Region pointing data:

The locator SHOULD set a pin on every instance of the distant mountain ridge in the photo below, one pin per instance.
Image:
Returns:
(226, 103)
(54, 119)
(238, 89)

→ **Exercise instructions**: Each entry above needs to be output exactly as written.

→ **Reply**:
The locator SHOULD set a pin on every instance of the distant mountain ridge in the photo below, one pin per instance.
Image:
Returns:
(226, 103)
(54, 119)
(238, 89)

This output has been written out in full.